_Written task_. Could you reproduce every line of the data from the line holding "Could you indicate the wooden door" through the end of the data, inclusive, with each coordinate value offset by 67?

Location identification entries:
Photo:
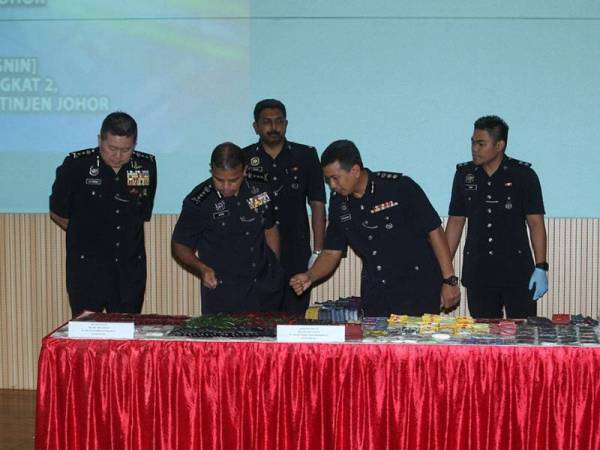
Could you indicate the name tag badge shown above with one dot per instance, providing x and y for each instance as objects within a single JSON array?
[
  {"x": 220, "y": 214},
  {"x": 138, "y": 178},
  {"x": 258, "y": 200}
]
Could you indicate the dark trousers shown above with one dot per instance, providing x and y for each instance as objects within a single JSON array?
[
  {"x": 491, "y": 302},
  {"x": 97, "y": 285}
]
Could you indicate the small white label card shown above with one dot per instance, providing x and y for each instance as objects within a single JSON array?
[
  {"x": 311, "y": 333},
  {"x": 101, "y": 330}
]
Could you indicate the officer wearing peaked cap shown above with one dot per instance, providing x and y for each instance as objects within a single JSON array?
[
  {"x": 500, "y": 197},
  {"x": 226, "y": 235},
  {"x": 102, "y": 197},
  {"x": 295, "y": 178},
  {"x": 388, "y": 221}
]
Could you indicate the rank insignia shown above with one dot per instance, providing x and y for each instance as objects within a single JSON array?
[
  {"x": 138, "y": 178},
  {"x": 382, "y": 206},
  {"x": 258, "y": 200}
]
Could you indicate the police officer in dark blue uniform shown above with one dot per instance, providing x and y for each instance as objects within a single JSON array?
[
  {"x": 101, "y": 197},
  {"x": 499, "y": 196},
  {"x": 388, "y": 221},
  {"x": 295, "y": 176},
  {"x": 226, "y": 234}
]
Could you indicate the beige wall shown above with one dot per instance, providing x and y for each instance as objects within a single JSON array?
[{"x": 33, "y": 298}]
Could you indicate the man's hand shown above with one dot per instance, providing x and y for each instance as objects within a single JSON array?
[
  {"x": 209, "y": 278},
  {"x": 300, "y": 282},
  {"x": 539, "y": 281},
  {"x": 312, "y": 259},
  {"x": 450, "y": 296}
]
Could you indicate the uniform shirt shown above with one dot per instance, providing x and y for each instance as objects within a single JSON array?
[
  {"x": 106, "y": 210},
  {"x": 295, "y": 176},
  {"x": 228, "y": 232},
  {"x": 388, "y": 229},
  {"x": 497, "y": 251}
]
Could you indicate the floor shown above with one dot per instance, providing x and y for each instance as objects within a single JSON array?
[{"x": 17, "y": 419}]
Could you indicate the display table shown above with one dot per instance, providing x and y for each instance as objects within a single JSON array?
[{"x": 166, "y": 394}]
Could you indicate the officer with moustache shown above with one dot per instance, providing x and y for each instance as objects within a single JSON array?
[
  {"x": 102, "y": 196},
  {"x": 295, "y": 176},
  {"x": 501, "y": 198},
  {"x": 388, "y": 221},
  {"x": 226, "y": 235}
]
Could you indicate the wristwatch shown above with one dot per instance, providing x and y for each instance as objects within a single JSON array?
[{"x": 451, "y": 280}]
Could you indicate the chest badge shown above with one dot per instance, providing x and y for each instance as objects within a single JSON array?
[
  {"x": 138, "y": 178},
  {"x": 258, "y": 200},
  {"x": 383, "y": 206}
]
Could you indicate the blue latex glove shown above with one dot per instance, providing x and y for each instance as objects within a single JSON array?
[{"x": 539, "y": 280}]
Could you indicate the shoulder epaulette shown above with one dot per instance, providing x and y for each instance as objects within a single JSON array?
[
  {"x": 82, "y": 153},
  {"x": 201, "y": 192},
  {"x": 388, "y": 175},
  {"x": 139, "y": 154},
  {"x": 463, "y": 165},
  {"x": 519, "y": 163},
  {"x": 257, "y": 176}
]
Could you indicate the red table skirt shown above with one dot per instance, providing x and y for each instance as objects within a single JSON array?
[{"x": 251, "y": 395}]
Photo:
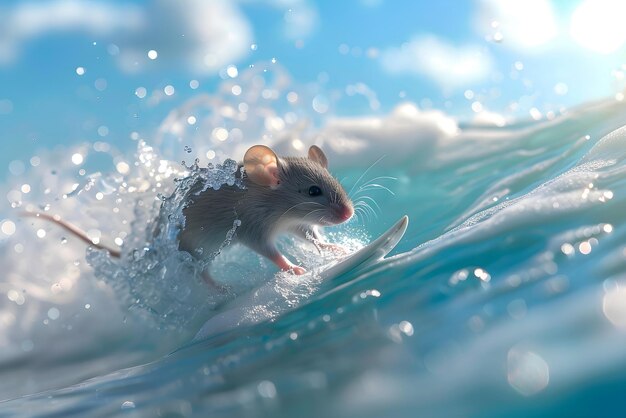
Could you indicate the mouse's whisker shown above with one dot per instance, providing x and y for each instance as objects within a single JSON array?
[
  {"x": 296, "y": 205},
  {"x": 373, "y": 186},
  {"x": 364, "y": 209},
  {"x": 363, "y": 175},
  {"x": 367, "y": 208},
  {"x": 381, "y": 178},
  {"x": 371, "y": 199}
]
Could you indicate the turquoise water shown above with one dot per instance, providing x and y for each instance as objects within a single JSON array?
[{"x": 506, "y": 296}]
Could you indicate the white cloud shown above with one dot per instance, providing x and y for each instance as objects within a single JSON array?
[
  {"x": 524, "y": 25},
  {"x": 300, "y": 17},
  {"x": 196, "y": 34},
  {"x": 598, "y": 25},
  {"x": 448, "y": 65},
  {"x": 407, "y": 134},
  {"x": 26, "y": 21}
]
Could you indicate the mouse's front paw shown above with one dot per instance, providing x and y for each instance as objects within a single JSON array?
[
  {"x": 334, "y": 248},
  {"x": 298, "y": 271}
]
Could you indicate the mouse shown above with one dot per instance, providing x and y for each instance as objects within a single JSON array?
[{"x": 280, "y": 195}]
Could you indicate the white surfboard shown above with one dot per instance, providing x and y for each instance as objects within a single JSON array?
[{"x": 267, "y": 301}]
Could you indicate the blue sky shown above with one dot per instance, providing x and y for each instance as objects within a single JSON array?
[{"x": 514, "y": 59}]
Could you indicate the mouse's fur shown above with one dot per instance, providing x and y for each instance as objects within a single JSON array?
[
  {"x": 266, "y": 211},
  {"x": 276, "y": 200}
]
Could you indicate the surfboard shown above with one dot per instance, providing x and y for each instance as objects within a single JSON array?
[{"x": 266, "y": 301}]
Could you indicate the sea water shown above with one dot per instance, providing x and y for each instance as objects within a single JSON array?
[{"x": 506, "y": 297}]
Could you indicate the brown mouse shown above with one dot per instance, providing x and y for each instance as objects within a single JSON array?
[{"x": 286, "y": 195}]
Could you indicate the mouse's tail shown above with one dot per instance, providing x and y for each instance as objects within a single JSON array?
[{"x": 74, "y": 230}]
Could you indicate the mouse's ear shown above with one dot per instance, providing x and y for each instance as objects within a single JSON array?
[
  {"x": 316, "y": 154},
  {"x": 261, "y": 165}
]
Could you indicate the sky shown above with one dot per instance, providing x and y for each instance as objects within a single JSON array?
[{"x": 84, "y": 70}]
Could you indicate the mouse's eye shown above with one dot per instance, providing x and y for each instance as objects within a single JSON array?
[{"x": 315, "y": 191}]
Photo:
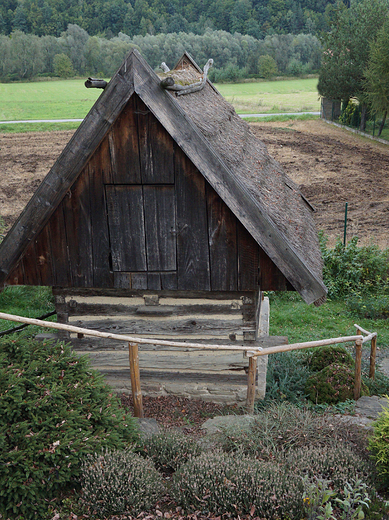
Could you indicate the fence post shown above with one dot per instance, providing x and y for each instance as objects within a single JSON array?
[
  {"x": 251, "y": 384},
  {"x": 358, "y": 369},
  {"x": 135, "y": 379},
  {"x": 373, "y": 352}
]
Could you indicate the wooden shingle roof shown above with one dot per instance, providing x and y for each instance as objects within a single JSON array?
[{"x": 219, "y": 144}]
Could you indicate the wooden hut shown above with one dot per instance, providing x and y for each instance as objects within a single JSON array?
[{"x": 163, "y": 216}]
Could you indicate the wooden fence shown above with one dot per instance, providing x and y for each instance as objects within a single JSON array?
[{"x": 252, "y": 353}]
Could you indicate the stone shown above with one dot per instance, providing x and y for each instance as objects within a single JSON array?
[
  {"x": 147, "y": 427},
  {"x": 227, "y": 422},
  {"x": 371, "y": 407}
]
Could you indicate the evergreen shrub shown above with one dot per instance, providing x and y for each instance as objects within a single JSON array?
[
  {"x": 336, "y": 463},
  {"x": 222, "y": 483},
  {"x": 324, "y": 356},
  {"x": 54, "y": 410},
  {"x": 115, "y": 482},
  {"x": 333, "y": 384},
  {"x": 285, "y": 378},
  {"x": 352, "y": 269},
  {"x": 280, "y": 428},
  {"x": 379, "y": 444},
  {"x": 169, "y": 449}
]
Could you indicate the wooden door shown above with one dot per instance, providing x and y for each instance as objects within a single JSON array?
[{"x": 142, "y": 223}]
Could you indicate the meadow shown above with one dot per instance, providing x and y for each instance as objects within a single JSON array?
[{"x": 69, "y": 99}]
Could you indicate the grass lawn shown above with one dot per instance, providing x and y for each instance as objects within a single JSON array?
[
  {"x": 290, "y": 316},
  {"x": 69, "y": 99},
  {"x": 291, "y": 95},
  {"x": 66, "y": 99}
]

_Exercise solution_.
Could you indicate the wooden door shown above with one dot per instance, providing x and y for each instance as objects within a single JSON array?
[{"x": 209, "y": 290}]
Could you indicate the meadow shown above with one dot per instance, providing x and y for each instance as objects within a single JSON array?
[{"x": 136, "y": 166}]
Could you indicate the grass lawn shown above with one dot per instance, providing x and y for each instance as objects within a single JSON array?
[
  {"x": 357, "y": 383},
  {"x": 136, "y": 166},
  {"x": 358, "y": 162},
  {"x": 133, "y": 166}
]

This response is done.